● **СТРАНИЦА**

- - - - - - -

Он любил одесский анекдот о старом балигуле (извозчике), который ехидно спрашивает новичка, что тот будет делать, если в степи отвалится колесо и не окажется под рукой ни гвоздей, ни веревки. «А что же вы будете делать?» - спрашивает наконец пристыженный ученик; и старик отвечает: «Таки плохо». Михаил Ефимович часто хмыкал: «Таки плохо». А час спустя он приводил в чувство какого-либо испанского политика, убедительно доказывая ему, что победа обеспечена и, следовательно, незачем отчаиваться. К людям он относился недоверчиво; это звучало бы упреком, если бы я не добавил, что он относился недоверчиво и к себе - к своим чувствам, к своему таланту, да и к тому, что его ожидает.
Он пробыл в Испании немногим больше года, но что-то в нем изменилось, он стал человечнее, исчезло легкомыслие, он больше не носился с проектами опасных интервью или занятных журналов, да и глаза глядели мягче. Однако до конца он был не унылым, а веселым скептиком, и после беседы с ним неизменно оставалось двойное чувство: горько, но занятно - стоит жить, может быть, удастся увидеть, чем это все кончится…
Перемена, происшедшая с Кольцовым в Испании, объяснялась многим: ответственностью, которая лежала не столько на журналисте «Мих. Кольцове», сколько на «Мигеле Мартинесе», сознанием трудности, а с лета 1937 года невозможности победы разъединенной, плохо снабжаемой оружием республики, повседневным зрелищем бомбежек, голода, смерти. Однако не только это изменило Михаила Ефимовича, но и месяц, проведенный в Москве, вести, доходившие с родины. Михаил Ефимович помрачнел.

- - - - - - -

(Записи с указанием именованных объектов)

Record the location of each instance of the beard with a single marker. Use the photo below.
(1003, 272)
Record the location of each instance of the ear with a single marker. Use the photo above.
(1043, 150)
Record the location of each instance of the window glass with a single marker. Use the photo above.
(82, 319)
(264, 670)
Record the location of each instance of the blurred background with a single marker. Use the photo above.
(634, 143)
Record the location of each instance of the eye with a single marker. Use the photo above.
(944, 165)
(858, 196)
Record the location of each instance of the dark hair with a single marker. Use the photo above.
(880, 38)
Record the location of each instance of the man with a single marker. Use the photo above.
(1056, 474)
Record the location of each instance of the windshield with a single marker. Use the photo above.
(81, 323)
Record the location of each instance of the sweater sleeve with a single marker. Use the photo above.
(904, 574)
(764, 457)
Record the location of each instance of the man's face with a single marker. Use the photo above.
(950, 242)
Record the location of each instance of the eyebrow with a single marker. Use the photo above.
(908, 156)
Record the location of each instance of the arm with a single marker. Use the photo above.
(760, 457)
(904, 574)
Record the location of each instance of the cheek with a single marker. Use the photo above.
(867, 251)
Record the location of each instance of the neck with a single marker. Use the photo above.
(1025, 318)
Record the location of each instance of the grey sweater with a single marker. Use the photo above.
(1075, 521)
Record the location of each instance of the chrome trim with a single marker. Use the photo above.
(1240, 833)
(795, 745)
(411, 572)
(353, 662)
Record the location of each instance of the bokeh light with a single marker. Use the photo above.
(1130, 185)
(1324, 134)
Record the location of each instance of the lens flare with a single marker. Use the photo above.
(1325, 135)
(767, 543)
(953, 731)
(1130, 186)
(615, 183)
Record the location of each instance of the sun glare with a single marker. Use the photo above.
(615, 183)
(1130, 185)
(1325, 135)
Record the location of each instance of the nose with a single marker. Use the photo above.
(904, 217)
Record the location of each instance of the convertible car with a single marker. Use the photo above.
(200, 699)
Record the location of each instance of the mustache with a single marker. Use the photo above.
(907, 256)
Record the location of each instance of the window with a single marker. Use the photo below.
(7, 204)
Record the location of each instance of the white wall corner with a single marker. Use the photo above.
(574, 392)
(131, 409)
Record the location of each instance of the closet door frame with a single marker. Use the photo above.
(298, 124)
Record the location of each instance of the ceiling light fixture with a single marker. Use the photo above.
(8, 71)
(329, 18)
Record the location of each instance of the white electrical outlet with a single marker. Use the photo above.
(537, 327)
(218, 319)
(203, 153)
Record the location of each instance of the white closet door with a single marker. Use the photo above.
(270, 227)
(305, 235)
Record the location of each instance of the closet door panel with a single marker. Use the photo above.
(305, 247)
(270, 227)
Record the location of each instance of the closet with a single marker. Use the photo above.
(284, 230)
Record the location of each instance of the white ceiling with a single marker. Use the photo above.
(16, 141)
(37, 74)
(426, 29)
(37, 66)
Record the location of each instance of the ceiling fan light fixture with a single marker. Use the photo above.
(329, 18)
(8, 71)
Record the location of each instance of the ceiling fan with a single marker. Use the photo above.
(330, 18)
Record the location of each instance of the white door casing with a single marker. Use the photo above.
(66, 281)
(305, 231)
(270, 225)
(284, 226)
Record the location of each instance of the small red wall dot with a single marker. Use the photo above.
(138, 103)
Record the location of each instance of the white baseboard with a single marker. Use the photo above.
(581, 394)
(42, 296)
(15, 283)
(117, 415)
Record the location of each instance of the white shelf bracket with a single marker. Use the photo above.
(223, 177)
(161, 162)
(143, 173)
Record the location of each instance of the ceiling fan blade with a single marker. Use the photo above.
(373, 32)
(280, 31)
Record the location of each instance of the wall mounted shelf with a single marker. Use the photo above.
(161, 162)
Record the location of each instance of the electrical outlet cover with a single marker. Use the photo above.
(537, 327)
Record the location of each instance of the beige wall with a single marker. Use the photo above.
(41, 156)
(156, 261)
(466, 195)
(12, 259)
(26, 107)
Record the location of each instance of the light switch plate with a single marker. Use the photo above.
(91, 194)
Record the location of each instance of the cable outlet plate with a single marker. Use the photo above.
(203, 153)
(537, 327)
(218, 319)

- - - - - - -

Перепишите без изменений часть фрагмента о Кольцове от слов «Он любил одесский» до слов «что его ожидает.» включительно. Записи не имеют отношения к фрагменту о Кольцове.

● **ОЖИДАЕМЫЙ ОТВЕТ**
Он любил одесский анекдот о старом балигуле (извозчике), который ехидно спрашивает новичка, что тот будет делать, если в степи отвалится колесо и не окажется под рукой ни гвоздей, ни веревки. «А что же вы будете делать?» - спрашивает наконец пристыженный ученик; и старик отвечает: «Таки плохо». Михаил Ефимович часто хмыкал: «Таки плохо». А час спустя он приводил в чувство какого-либо испанского политика, убедительно доказывая ему, что победа обеспечена и, следовательно, незачем отчаиваться. К людям он относился недоверчиво; это звучало бы упреком, если бы я не добавил, что он относился недоверчиво и к себе - к своим чувствам, к своему таланту, да и к тому, что его ожидает.